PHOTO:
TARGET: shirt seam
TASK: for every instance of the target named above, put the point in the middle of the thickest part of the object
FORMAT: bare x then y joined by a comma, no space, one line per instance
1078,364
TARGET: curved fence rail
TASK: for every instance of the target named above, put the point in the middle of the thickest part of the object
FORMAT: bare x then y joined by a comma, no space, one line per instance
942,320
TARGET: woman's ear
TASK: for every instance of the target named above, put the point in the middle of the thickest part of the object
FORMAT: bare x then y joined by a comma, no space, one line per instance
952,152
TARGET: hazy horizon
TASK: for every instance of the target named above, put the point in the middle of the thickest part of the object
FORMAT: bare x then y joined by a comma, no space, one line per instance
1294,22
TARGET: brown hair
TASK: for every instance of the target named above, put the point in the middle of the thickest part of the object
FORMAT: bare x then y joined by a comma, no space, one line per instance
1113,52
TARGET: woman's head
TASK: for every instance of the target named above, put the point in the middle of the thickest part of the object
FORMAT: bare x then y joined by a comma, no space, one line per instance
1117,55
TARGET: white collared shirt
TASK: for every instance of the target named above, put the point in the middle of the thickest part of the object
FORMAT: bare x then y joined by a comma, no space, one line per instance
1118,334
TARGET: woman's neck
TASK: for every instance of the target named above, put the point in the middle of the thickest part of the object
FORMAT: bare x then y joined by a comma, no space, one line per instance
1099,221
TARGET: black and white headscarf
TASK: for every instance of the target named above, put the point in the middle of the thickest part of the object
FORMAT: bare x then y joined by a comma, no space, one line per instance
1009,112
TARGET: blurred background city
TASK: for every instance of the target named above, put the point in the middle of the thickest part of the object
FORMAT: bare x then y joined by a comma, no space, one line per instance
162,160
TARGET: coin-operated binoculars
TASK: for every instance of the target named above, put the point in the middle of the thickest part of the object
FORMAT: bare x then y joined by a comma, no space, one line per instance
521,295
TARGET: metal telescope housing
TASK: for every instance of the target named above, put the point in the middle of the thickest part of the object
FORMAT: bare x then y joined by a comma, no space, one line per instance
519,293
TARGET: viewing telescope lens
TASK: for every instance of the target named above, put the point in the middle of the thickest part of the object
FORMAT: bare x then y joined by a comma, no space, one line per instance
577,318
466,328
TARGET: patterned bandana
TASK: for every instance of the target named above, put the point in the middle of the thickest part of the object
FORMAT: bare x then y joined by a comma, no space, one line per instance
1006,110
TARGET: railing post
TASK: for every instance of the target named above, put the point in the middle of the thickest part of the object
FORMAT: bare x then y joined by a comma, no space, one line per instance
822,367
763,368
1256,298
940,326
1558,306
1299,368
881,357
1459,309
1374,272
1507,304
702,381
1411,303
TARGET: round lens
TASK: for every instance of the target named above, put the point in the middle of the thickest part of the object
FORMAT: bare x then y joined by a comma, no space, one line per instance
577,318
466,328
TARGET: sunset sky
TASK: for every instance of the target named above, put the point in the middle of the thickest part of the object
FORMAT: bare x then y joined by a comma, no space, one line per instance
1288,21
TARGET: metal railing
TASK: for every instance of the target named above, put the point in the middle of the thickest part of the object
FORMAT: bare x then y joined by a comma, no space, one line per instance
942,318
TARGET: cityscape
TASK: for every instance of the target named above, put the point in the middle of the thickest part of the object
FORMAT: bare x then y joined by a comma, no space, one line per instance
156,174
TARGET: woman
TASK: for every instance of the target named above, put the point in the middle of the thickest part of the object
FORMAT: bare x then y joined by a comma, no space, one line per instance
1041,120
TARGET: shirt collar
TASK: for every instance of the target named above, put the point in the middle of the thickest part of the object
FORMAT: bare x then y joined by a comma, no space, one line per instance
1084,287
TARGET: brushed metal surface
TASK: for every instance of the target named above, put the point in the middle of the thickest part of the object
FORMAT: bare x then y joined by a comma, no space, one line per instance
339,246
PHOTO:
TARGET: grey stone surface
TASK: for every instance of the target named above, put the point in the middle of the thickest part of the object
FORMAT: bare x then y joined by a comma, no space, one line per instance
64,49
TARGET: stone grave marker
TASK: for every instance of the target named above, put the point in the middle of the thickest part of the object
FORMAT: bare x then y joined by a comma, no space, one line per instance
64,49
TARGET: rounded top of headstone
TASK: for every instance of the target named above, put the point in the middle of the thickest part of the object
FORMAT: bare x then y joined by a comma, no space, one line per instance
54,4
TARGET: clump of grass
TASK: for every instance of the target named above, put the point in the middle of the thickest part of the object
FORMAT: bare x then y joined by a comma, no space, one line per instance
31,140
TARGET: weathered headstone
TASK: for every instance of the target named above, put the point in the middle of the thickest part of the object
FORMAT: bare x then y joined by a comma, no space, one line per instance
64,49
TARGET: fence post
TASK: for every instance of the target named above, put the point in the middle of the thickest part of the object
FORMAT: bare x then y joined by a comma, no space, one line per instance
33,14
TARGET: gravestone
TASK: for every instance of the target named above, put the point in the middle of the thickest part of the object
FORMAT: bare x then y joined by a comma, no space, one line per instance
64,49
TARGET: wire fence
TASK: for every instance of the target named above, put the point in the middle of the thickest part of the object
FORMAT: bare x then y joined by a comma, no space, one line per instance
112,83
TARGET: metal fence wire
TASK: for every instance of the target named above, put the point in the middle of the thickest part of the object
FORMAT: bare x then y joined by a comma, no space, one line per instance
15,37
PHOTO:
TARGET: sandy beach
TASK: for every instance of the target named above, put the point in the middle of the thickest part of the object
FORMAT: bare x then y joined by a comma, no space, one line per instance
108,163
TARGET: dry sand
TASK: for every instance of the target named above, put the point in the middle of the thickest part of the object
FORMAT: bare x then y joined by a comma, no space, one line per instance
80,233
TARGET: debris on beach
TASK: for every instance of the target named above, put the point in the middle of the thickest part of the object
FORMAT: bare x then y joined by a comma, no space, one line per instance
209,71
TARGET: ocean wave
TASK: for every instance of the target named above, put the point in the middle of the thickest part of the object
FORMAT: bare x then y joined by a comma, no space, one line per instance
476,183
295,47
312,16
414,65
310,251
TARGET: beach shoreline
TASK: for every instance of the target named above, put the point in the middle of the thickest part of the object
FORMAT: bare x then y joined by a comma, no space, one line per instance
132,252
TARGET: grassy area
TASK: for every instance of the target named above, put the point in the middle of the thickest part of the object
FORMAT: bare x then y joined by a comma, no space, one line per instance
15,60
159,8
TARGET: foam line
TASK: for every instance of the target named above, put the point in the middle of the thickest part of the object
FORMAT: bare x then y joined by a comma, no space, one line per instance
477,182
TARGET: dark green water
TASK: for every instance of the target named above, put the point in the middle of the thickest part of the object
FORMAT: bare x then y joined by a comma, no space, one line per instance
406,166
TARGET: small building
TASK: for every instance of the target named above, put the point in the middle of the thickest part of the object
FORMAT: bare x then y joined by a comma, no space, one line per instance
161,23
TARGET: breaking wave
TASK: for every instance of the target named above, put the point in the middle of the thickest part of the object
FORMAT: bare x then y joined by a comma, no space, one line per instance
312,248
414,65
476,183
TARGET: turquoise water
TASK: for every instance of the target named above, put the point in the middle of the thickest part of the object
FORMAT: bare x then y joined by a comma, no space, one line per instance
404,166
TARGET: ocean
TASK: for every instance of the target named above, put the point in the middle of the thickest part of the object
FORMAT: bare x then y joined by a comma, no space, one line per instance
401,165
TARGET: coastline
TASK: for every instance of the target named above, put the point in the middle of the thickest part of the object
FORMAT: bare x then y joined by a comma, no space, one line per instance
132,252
=-=-=
## Exercise details
Your task is to write out the lines from the one with "TARGET: breaking wave" through the end of the records, exactly and with nothing added.

## Solved problem
TARGET: breaking wave
TASK: for every instance of the target named above, put the point in the middle of the thickest part of the object
FORMAT: bare x then y joined by a comma, no space, one line per instance
312,248
414,65
476,183
TARGET: turquoise water
TASK: for every instance of the target named above, put the point in the middle of the thickest part of the object
FORMAT: bare x then y joined by a comma, no space, one line per instance
404,166
TARGET: ocean
TASK: for every instance of the target named above, put the point in the middle of the thickest part of the object
FORMAT: bare x then y joined by a comma, no space, one line per instance
401,165
TARGET: coastline
TASK: for every instance of the target named above, put the point in the middle of the thickest part of the object
FORMAT: bare x then y joined by a comma, no space, one line per instance
132,252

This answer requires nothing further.